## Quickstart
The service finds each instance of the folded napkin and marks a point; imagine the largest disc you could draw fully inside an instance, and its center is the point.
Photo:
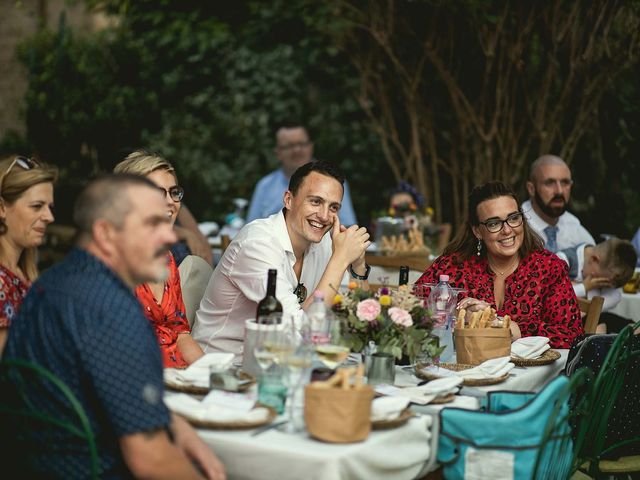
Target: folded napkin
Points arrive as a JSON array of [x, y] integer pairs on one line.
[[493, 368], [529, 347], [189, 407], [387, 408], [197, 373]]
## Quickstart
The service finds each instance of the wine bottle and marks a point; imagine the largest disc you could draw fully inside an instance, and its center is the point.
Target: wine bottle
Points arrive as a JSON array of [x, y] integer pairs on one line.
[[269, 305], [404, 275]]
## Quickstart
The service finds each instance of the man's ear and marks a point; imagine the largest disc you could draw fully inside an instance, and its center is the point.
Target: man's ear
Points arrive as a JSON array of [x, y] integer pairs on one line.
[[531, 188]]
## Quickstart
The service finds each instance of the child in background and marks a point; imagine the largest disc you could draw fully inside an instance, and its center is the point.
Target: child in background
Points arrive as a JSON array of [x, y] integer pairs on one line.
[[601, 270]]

★ ★ ★ ★ ★

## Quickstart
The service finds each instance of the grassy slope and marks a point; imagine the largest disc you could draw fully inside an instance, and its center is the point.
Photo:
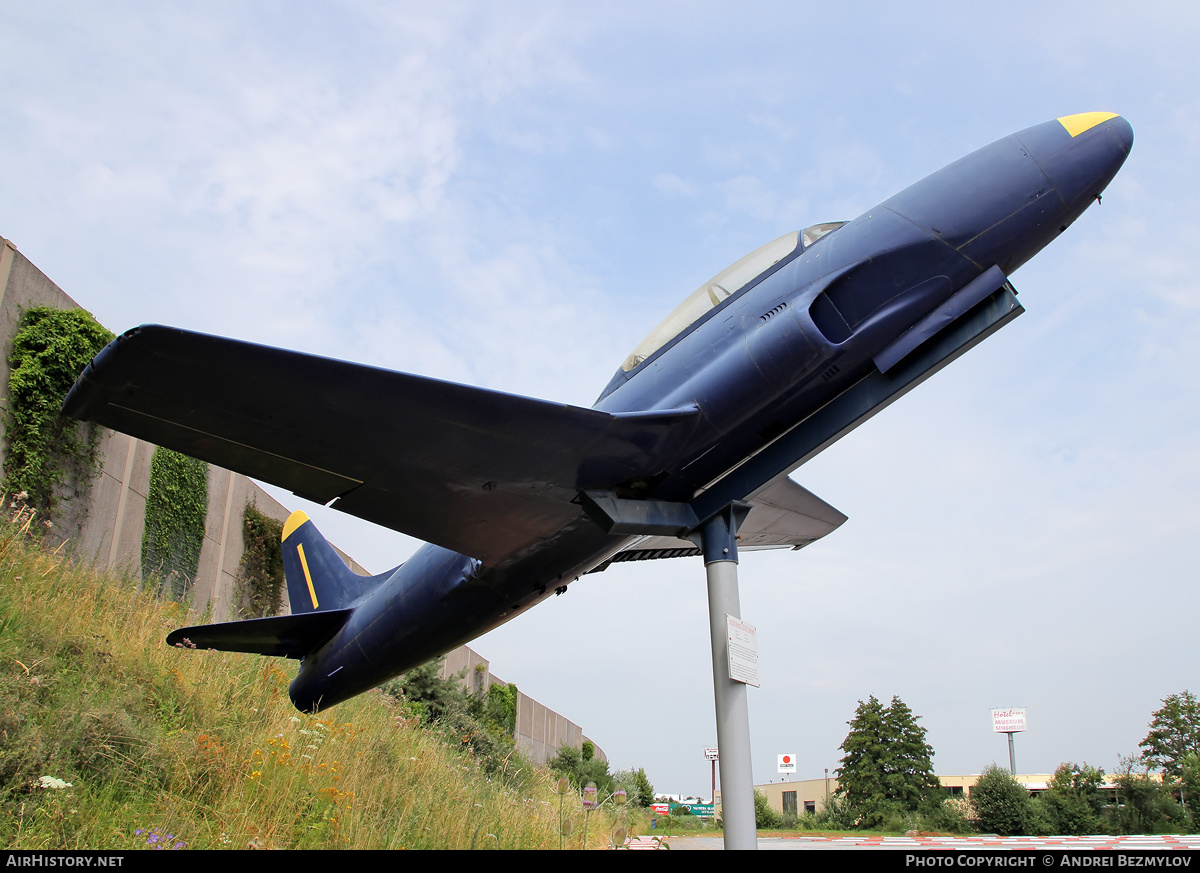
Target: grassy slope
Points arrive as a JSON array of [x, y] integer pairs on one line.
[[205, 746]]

★ ★ ★ ★ ★

▸ **The task**:
Go through the entries above and copy every line containing "bottle".

▸ **Task response**:
The service finds each instance of the wine bottle and marks a point; imagine the largest disc you could draw fully inside an instance, and its center is the point.
Target: wine bottle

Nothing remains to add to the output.